**Excerpted passage:**

The deaths of another 38 patients diagnosed with Covid-19 - including a 23-year-old - have been reported by the National Public Health Emergency Team.
A further 1,068 cases were also confirmed, with the total number diagnosed during the coronavirus pandemic now at 12,547. Some 657 of the latest cases of the disease were reported by Irish laboratories with a further 411 processed in a German lab.
Chief medical officer Dr Tony Holohan said the increase in cases in the past four or five days was more likely related to an increase in testing rather than a change in the underlying pattern ofthe disease.
Of the latest deaths, which bring the total number of fatalities from the disease in the State to 444, 29 were in the east, three were in the south and six were in the west. Twenty-eight of these people were reported as having underlying health conditions and the median age of death was 84.
Of the deaths recorded so far, 284 were in hospitals, including 43 in intensive care units (ICU). Some 82 per cent of the patients had an underlying condition. The median age of those who died was 82 years.
Men greatly outnumber women among the fatalities - 262 to 182. The age range of deaths is 23 years to 105. The 23-year-old who was confirmed to have died on Wednesday is the youngest Covid-19 victim in the State to date.
Small drop
There have so far been 285 admissions to ICU, with 158 people currently in these units across the State, a small drop on Tuesday’s total. Some 84 patients have been successfully discharged from intensive care, while 43 have died.
The median age of ICU patients is 61, and 81 per cent have underlying conditions.
An analysis of cases up to Monday shows 55 per cent are in females and 45 per cent in males. There have been 413 clusters, which involve two or more cases, and these have resulted in 2,244 confirmed cases.
The median age of confirmed cases is 48 years, and 18 per cent of patients have been hospitalised. A total of 2,872 cases are associated with healthcare workers.
“We are continuing to monitor the course of this disease across a range of indicators - not only in the number of confirmed cases and deaths reported but also through hospital and ICU admissions, clusters and patterns of transmission,” chief medical officer Dr Tony Holohan said.
“While a number of these parameters are going in a positive direction, it is clear that we need to keep going in our efforts, on an individual level, to limit the spread of this virus.”
Emergency departments
Dr Siobhán Ní Bhriain, a consultant psychiatrist and HSE integrated care lead, said there were concerning reports that attendance to emergency departments with all forms of illness and injury is unusually low during the pandemic.

[Dataset records]
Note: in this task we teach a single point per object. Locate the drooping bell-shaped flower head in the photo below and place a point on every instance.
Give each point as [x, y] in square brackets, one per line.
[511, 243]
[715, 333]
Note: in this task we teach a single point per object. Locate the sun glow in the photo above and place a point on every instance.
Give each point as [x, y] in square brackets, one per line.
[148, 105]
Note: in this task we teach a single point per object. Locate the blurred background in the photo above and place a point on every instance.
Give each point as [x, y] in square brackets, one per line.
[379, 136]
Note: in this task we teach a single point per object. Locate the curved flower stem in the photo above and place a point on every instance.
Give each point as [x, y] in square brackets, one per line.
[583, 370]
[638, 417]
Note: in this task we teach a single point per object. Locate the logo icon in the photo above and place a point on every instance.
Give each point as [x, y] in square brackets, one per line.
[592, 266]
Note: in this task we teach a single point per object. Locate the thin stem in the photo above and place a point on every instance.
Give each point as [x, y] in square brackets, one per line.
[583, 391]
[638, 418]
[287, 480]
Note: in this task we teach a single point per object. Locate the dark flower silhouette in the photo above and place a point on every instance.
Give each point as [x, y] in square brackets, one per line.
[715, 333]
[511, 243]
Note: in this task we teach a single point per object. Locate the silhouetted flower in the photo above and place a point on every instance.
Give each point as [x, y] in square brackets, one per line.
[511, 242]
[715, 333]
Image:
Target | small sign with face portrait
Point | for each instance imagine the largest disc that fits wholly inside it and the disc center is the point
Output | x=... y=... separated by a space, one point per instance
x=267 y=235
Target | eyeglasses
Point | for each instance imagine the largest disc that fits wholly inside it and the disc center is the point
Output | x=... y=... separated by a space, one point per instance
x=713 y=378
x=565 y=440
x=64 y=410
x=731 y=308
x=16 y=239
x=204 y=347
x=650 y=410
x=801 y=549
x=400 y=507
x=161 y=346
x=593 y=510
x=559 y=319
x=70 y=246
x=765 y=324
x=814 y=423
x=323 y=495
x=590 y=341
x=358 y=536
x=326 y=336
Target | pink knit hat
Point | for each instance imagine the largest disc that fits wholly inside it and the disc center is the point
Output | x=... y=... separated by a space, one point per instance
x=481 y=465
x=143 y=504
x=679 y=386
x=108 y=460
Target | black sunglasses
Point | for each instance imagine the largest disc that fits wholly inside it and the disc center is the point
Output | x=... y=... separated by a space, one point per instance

**Set of tasks:**
1. From the Covid-19 report, set down the stretch from "Of the latest deaths, which" through "death was 84." word for word.
2. According to the Covid-19 report, how many patients have been successfully discharged from intensive care?

**Answers to each task:**
1.
Of the latest deaths, which bring the total number of fatalities from the disease in the State to 444, 29 were in the east, three were in the south and six were in the west. Twenty-eight of these people were reported as having underlying health conditions and the median age of death was 84.

2. 84 patients